Records for segmentation annotation:
*****

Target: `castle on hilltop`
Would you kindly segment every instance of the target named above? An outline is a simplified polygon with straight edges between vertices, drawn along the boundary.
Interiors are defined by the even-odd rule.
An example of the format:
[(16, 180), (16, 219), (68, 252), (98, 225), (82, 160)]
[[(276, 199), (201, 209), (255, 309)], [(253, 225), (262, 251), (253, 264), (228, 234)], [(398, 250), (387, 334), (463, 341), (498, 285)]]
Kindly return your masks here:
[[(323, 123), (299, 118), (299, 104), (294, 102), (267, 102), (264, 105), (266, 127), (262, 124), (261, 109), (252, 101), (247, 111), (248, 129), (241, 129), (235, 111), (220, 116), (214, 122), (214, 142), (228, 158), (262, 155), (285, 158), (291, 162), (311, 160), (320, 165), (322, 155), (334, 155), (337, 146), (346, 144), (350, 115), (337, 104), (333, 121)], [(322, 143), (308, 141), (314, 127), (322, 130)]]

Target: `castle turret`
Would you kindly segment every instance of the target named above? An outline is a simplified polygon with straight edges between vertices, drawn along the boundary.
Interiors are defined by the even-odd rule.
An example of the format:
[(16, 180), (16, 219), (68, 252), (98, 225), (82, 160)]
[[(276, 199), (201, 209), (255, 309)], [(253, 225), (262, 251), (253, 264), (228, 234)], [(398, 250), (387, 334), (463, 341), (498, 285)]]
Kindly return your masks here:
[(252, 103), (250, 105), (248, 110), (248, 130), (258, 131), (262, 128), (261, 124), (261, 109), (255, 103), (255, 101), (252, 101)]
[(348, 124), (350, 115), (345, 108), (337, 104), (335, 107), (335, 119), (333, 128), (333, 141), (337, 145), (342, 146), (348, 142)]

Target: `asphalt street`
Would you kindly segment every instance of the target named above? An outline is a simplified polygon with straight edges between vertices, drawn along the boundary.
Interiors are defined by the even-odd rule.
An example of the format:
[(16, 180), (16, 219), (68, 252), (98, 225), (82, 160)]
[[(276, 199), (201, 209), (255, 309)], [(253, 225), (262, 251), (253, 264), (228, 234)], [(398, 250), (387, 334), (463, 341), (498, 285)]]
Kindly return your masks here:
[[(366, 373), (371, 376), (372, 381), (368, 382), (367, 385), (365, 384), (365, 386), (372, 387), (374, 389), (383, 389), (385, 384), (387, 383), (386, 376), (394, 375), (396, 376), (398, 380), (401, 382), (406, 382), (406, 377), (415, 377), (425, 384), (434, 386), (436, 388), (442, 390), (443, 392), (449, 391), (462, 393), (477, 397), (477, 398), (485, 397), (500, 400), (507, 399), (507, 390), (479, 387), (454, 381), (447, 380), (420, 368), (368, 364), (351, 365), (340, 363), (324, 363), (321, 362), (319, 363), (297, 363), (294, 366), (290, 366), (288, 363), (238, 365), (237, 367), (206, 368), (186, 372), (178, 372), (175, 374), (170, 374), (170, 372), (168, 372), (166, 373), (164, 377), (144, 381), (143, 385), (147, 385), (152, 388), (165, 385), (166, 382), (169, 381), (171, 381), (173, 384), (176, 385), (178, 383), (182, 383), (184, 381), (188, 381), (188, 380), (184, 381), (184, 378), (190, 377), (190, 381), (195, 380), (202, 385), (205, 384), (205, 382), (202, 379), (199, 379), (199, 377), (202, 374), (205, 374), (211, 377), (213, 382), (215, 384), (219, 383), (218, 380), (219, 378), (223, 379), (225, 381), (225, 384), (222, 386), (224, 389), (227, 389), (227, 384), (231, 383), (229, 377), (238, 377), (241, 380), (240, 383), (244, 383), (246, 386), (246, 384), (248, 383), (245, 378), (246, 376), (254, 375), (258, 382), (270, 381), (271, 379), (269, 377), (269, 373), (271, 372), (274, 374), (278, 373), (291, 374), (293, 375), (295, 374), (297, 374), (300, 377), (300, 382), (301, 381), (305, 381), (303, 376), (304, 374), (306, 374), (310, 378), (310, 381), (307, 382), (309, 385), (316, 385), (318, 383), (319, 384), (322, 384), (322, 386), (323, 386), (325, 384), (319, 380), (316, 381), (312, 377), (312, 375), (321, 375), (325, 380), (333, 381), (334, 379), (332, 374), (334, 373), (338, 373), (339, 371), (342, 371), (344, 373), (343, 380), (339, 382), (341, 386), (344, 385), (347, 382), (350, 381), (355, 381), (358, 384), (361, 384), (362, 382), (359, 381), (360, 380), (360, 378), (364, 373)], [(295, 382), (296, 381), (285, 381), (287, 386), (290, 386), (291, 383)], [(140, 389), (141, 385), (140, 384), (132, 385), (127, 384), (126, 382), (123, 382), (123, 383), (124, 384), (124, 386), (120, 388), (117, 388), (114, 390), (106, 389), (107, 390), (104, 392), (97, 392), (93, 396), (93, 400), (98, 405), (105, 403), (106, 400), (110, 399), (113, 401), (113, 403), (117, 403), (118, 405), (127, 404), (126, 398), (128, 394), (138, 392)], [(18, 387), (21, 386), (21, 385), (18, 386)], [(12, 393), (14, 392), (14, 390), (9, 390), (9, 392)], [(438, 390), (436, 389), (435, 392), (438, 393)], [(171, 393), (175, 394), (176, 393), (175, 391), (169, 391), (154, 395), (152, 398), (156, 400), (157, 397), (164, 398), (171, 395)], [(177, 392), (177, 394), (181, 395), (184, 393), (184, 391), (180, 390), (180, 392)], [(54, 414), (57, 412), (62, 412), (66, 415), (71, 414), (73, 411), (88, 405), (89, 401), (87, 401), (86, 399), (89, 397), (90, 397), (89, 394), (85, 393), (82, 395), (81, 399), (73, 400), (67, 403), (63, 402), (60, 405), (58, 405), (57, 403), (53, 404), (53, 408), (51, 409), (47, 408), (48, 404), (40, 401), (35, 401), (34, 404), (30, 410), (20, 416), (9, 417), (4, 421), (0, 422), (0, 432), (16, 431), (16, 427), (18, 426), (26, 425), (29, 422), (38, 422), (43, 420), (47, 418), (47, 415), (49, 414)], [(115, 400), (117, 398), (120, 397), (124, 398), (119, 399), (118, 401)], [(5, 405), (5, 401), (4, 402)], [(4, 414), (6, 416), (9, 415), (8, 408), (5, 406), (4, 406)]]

*****

» **Exercise task**: Return the records word for word, from their first line through the line containing "127), (322, 130)]]", with both ends included.

» **Result for this task**:
Target: `castle on hilltop`
Would you kindly segment every instance of the target named above? An outline is a simplified polygon with straight edges between vertices, drawn along the boundary.
Interiors are defined by the even-odd rule.
An example of the format:
[(16, 180), (16, 219), (68, 252), (98, 225), (82, 160)]
[[(276, 199), (201, 209), (255, 309)], [(253, 225), (262, 251), (253, 264), (228, 234)], [(398, 250), (387, 334), (463, 341), (498, 285)]]
Kindly return your masks here:
[[(323, 123), (299, 118), (299, 104), (294, 102), (267, 102), (264, 105), (266, 127), (262, 124), (261, 109), (252, 101), (247, 111), (248, 129), (241, 129), (235, 111), (220, 116), (214, 122), (214, 142), (228, 158), (262, 155), (285, 158), (291, 162), (311, 160), (320, 165), (322, 155), (334, 155), (337, 146), (346, 144), (350, 115), (337, 104), (333, 121)], [(322, 143), (308, 141), (314, 127), (322, 130)]]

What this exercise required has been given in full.